[Photo-based referring expression data]
* * * * *

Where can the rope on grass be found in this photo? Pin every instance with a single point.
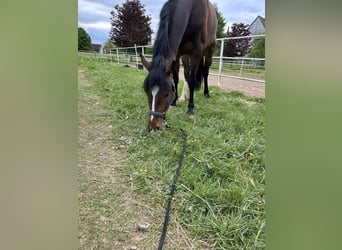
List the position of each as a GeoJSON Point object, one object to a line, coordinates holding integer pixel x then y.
{"type": "Point", "coordinates": [173, 187]}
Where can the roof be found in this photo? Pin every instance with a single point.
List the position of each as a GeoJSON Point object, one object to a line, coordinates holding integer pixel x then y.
{"type": "Point", "coordinates": [262, 19]}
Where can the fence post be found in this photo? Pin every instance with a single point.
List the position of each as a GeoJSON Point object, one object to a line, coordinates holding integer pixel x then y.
{"type": "Point", "coordinates": [136, 55]}
{"type": "Point", "coordinates": [117, 55]}
{"type": "Point", "coordinates": [221, 62]}
{"type": "Point", "coordinates": [241, 67]}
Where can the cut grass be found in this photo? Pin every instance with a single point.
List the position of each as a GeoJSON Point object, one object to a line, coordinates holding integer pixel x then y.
{"type": "Point", "coordinates": [220, 196]}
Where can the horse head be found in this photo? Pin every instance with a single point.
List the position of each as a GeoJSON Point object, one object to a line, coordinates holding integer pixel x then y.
{"type": "Point", "coordinates": [160, 91]}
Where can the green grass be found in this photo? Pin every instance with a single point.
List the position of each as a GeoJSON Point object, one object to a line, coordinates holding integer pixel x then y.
{"type": "Point", "coordinates": [220, 195]}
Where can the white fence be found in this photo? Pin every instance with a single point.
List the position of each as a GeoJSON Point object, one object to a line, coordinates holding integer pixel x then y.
{"type": "Point", "coordinates": [251, 69]}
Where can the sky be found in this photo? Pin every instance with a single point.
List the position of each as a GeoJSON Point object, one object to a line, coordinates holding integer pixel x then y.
{"type": "Point", "coordinates": [94, 15]}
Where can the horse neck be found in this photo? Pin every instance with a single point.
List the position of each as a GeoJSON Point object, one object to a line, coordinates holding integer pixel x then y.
{"type": "Point", "coordinates": [170, 33]}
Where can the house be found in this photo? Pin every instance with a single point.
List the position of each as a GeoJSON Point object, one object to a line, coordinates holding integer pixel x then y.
{"type": "Point", "coordinates": [97, 48]}
{"type": "Point", "coordinates": [257, 26]}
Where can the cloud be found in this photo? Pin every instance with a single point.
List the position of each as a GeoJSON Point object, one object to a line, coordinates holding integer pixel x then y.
{"type": "Point", "coordinates": [94, 16]}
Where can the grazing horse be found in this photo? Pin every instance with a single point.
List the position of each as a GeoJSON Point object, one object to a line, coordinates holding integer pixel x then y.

* * * * *

Copy out every entry exactly as written, but not the pictures.

Solution to this exercise>
Where can the rope on grass be found in this photo? Pin every instance with a single point.
List the position of each as a GeoJSON Point object, one object to a line, coordinates holding integer pixel x then y.
{"type": "Point", "coordinates": [173, 187]}
Where can the roof be found in this photo? Pin every instance with a single point.
List the position of each as a GeoJSON Point object, one object to a line, coordinates holding integer pixel x then y.
{"type": "Point", "coordinates": [262, 19]}
Where can the fence post be found in this photo? Pin every instance with a single point.
List the position of each as a GeoJSON Point object, one object to a line, coordinates holding integer pixel x then y.
{"type": "Point", "coordinates": [136, 55]}
{"type": "Point", "coordinates": [117, 55]}
{"type": "Point", "coordinates": [221, 62]}
{"type": "Point", "coordinates": [241, 67]}
Where can the cut grass be found in this photo? Pin every instance with a single point.
List the position of each as a GeoJSON Point object, one object to a line, coordinates holding integer pixel x then y.
{"type": "Point", "coordinates": [220, 196]}
Where can the horse head be found in this photo? Pin every instance with a single point.
List the position of each as a GeoJSON Point object, one object to a line, coordinates holding integer pixel x then y.
{"type": "Point", "coordinates": [160, 91]}
Where can the green grass be found in this photo? Pin every instance with a single point.
List the position of each as a GeoJSON Point object, one object to a line, coordinates holding integer pixel x then y.
{"type": "Point", "coordinates": [220, 195]}
Where can the white fence be found in this photo? Pin every instance with a single point.
List the position of each as a GeoJSON Point object, one object to a line, coordinates holding integer pixel x then y.
{"type": "Point", "coordinates": [251, 69]}
Where can the sky be found in this photo? Pin every instance with a single point.
List the position of each as a GeoJSON Point object, one object to a line, coordinates holding integer pixel x then y.
{"type": "Point", "coordinates": [94, 15]}
Where can the horse neck be found in this photo? Pin every instance with a single point.
List the position of each as a GeoJSON Point object, one object to a line, coordinates holding integer pixel x then y.
{"type": "Point", "coordinates": [170, 33]}
Where can the house be found in this photo? Pin every instance with a single point.
List the position of each as a GeoJSON Point object, one object to a line, coordinates holding integer pixel x then y.
{"type": "Point", "coordinates": [97, 48]}
{"type": "Point", "coordinates": [257, 26]}
Where can the cloud be found in this photo? Pin every instance with a single point.
List the position of each as a GeoJSON Point object, one object to a line, coordinates holding integer pixel x then y.
{"type": "Point", "coordinates": [94, 16]}
Where can the grazing horse be found in this photo? Pin every instance with a single point.
List the position of each as a GeoJSON Point object, one object to a line, coordinates holding integer pixel x then y.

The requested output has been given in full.